┌──

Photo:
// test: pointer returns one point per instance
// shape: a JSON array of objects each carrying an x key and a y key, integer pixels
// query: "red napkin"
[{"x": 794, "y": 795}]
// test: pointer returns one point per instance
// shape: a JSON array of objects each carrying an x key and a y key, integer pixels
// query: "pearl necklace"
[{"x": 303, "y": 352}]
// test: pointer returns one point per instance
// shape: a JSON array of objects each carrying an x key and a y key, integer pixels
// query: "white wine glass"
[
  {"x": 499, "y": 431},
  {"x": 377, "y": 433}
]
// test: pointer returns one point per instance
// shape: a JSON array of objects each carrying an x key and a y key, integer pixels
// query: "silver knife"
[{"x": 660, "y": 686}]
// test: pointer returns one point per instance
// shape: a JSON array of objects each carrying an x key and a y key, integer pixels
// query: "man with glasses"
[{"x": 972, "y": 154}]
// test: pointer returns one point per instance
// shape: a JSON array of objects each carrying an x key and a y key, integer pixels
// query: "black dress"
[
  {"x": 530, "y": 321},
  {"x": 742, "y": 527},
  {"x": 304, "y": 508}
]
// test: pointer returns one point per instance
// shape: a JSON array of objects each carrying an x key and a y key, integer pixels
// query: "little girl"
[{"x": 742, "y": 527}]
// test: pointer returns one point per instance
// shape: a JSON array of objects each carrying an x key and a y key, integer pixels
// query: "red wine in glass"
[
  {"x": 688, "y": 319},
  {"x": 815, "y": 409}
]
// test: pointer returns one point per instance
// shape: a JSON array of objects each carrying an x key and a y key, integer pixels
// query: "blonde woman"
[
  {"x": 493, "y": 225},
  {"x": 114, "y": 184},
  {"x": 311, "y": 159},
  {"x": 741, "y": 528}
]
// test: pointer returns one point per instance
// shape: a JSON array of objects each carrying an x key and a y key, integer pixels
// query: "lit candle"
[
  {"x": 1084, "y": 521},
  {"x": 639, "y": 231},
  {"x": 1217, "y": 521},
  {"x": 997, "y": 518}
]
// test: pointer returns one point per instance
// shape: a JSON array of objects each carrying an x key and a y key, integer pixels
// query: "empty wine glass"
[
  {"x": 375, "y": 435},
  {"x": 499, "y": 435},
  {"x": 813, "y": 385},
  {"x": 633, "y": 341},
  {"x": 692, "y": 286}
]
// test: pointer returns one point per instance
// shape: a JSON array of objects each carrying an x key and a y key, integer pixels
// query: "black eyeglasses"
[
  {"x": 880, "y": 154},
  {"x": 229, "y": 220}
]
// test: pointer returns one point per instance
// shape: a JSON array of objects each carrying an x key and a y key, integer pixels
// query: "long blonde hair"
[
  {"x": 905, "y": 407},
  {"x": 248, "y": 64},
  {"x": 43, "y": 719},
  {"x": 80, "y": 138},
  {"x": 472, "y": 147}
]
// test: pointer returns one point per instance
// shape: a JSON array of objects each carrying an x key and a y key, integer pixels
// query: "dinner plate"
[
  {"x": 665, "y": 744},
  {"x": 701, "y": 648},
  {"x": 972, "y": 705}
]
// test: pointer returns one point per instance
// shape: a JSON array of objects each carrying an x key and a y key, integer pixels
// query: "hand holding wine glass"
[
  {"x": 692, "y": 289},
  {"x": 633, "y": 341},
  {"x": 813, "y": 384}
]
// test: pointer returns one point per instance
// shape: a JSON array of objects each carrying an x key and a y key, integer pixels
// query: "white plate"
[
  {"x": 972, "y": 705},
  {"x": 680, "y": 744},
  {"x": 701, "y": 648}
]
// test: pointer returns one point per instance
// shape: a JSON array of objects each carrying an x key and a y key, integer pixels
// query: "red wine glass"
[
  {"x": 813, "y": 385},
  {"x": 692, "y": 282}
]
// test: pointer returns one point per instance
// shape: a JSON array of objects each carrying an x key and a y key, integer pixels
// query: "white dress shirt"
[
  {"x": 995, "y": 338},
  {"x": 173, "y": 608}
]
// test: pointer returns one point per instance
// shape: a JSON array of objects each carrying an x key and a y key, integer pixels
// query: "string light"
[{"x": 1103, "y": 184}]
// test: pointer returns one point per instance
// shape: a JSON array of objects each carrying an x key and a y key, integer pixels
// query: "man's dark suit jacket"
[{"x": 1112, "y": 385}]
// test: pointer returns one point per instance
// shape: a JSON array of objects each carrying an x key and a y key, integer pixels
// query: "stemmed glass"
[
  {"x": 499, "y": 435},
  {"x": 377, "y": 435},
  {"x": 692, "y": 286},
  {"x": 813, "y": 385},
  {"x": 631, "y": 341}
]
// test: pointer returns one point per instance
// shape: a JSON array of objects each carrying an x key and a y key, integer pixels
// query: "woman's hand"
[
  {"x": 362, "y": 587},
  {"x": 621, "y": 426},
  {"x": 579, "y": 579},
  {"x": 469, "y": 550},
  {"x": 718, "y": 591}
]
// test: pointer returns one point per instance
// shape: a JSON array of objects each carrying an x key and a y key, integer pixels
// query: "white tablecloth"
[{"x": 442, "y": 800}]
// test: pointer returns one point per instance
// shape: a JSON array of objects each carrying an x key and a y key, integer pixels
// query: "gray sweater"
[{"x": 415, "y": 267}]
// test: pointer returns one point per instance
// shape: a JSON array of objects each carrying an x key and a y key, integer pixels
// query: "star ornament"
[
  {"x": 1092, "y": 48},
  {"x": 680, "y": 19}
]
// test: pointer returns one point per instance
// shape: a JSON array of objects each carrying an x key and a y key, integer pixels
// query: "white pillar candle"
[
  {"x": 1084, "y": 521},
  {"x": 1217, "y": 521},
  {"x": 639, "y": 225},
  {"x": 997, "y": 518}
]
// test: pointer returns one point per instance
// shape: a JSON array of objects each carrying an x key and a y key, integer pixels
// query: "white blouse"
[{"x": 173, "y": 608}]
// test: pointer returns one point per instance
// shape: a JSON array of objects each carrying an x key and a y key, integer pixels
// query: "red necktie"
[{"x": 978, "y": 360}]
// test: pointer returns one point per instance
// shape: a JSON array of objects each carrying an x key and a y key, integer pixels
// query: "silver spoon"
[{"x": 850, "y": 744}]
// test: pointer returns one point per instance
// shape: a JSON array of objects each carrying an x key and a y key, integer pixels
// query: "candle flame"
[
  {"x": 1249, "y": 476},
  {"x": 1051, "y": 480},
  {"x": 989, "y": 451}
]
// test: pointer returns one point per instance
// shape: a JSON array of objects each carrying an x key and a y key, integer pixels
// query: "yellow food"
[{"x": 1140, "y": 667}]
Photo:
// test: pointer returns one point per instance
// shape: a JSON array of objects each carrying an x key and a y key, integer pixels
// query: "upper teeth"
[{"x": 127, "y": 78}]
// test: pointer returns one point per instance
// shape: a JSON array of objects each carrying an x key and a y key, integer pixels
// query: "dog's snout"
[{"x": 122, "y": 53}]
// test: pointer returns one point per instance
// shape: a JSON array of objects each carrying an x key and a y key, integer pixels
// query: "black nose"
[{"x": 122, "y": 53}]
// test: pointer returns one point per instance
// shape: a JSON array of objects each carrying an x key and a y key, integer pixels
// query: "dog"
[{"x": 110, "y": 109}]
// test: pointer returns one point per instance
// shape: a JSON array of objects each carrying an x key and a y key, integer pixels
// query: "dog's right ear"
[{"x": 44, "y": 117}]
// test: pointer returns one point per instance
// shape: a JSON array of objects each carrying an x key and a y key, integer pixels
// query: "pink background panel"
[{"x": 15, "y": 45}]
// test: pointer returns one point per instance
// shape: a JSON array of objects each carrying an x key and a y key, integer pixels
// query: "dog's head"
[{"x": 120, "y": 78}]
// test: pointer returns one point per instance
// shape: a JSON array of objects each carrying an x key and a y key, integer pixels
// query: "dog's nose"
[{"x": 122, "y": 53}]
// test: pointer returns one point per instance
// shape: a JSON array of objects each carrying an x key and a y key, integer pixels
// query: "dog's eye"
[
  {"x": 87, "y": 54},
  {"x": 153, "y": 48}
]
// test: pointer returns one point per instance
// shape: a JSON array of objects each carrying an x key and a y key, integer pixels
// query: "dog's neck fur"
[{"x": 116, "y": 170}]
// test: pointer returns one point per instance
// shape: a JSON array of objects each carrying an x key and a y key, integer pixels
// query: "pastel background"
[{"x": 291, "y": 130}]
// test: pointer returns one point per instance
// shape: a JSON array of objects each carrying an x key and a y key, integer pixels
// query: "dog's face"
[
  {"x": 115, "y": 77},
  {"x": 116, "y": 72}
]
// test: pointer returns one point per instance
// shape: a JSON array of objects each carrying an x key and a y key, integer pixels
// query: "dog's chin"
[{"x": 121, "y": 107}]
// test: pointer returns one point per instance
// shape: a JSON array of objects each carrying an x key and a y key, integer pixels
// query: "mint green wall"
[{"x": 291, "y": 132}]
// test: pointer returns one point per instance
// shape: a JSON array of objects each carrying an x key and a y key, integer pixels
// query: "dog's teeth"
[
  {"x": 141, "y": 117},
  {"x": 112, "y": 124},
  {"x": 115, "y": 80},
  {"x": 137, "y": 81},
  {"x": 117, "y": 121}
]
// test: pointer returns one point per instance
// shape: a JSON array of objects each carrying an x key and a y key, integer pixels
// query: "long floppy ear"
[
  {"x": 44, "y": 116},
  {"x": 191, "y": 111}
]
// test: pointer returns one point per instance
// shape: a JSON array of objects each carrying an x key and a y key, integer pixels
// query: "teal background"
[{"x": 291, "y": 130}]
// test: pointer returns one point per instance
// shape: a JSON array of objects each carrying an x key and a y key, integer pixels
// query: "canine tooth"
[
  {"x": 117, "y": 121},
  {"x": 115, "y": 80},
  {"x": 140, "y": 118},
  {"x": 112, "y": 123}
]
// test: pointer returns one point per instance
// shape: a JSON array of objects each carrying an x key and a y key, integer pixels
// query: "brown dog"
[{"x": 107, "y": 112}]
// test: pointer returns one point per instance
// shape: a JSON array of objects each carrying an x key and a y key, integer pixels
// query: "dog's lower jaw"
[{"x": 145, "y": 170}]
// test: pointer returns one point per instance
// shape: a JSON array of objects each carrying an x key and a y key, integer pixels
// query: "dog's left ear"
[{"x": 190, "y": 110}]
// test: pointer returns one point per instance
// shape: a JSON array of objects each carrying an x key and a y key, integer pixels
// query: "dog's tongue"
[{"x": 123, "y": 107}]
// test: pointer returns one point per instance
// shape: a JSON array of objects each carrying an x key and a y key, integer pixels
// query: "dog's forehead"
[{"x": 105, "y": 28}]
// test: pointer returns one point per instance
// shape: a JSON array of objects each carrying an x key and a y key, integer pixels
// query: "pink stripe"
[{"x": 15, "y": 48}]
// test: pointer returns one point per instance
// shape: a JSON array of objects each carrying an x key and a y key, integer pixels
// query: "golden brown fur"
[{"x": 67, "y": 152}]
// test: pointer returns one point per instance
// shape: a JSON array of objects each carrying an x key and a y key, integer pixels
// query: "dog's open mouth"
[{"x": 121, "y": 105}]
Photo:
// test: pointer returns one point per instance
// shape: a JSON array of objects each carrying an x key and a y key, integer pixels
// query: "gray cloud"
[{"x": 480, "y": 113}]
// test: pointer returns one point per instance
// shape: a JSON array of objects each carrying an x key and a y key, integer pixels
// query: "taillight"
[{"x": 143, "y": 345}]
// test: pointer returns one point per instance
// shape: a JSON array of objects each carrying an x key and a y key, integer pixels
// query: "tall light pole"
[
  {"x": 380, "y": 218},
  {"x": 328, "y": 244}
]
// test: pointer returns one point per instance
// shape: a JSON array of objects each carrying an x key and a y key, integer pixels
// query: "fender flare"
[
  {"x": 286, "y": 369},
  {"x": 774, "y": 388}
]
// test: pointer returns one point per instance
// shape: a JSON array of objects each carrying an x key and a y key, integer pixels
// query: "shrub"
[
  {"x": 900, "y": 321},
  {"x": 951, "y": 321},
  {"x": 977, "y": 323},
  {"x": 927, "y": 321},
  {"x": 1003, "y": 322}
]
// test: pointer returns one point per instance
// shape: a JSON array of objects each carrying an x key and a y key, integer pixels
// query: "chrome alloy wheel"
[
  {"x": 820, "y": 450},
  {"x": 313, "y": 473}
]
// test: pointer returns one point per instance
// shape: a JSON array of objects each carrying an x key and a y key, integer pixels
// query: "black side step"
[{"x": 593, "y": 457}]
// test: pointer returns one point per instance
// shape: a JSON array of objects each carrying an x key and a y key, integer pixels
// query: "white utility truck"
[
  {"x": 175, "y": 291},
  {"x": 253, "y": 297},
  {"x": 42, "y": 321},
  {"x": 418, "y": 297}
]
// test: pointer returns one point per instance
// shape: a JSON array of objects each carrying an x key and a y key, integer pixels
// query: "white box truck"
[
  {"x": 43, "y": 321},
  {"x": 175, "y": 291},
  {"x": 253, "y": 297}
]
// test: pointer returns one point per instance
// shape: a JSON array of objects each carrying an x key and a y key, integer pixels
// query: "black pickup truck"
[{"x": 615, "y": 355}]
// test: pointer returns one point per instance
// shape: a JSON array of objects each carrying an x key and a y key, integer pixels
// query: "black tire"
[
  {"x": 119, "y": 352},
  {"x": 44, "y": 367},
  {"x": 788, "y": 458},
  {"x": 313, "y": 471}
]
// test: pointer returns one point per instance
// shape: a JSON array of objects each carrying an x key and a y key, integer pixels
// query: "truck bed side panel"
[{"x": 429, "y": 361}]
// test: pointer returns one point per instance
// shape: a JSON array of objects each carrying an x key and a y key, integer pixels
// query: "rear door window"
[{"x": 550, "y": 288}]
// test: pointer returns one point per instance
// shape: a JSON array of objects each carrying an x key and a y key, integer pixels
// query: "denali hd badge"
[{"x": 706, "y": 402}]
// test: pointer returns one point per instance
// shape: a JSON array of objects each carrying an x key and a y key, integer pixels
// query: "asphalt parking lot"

└──

## Compito scritto
Individua tutte le righe qui sopra in cui compare la stringa "woman" e trascrivile. Maiuscole e minuscole contano.

## Risposta
// query: "blonde woman"
// query: "woman's hand"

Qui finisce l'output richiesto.